Segment Start: TASK INPUTS

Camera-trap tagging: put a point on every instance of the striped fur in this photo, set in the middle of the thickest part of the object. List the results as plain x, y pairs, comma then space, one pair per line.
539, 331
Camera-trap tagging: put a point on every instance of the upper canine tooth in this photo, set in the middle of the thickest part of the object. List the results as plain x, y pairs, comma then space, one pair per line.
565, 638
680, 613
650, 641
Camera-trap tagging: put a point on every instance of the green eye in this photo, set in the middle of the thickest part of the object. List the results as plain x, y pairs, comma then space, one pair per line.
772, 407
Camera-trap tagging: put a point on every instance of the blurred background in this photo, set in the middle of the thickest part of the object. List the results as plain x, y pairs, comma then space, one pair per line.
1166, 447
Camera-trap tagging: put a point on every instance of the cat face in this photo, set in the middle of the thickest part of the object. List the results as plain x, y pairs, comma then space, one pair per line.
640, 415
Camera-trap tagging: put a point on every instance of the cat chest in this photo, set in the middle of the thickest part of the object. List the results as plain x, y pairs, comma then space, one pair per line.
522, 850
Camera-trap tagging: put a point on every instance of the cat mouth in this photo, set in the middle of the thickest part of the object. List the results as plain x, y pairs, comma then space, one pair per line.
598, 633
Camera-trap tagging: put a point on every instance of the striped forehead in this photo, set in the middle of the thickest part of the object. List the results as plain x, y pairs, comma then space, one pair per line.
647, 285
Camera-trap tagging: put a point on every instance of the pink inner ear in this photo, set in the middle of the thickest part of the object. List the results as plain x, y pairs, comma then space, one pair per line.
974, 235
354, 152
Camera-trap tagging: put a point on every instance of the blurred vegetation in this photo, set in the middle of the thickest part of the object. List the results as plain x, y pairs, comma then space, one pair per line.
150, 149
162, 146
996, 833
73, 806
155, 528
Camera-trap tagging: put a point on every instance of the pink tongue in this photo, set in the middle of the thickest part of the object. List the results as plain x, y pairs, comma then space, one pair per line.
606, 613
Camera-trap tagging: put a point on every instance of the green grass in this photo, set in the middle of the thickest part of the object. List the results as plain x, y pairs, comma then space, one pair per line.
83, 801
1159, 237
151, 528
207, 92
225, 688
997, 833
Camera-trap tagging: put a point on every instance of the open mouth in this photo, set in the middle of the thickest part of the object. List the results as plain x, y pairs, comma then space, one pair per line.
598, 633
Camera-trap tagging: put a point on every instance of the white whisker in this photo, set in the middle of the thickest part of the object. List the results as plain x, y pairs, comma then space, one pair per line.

Segment End: TASK INPUTS

● **TASK**
Would it be possible to reproduce all the entries exactly as they appear above?

● **SOLUTION FOR THIS TASK**
Camera-trap tagging: put a point on every instance of the striped fur in this photo, set in the middle of the thickest part of the object. List the results as plain x, y pairs, comma then space, one pair per line.
539, 331
Camera-trap tagging: put a point on every instance of the upper canine tooth in this photo, set in the middle of the thickest part of the object. List the results as plain x, y pairs, comma then space, one pair per line.
565, 638
680, 613
650, 641
Camera-trap tagging: put a point on every instance of the green eye in this photo, set in the middle of the thickest part of the object. List the results as plain x, y pairs, comma then space, one pair per line.
772, 407
Camera-trap tagging: put a point on every instance of the blurred background in this photo, set in the middle of the thickest part of the object. List the results as plain x, y pairs, comma then space, one pair per line.
1166, 447
Camera-trap tagging: put a point on every instance of the cat face in this photo, set in the middle of the thickest part of the object. List the results as plain x, y pairs, comma then space, one pair per line.
640, 415
Camera-trap tagging: put a point on every instance of the cat chest in this photo, set in the middle of the thickest part of the object. List the results as plain x, y pairs, comma then space, one pair per line.
522, 850
Camera-trap tagging: put a point on every instance of the cat mouth in this photo, set in the middle of the thickest part of the object. List the results as plain x, y pairs, comma then space, one pair per line.
598, 633
Camera-trap tagging: put a point on every instance of the striped forehead in this photo, set in the middle of the thickest part of the object. List the results as plain x, y pairs, comma then space, one pair per line.
647, 285
Camera-trap tagging: put a point on every instance of the pink inner ear in this photo, set in the middle of the thickest part of the object. List the results as plain x, y pairs, comma then space, one pair per line.
974, 235
354, 152
Camera-trap tagging: put a point on every instance of the blurred vegetation in this photo, set in the middle of the thickest part of the object. List the results as plain x, y pairs, comma then space, one pair per line.
150, 149
162, 146
996, 833
73, 806
155, 528
Camera-trap tagging: put a point on every instance of the pink tongue in this photo, set in the middle of the thickest part of the object. List the results as plain x, y pairs, comma then space, one pair per line.
606, 613
Camera-trap tagging: put a point on every instance of the green grass in this photo, set in the middle of the thickest part of the object. List the results as plain x, y pairs, comma then space, one pair per line.
83, 801
1159, 237
151, 528
207, 92
225, 688
997, 833
Camera-trap tagging: put a point on every instance of the open mouth in this photo, set in the middle of the thickest part of the object. List the results as plain x, y pairs, comma then space, one pair per line.
598, 633
Camera-trap tagging: put a point on every instance of the white whisker in this photo, set in the middle of the thickest part of the object. List the results as plain x, y pairs, comma then space, one pair per line.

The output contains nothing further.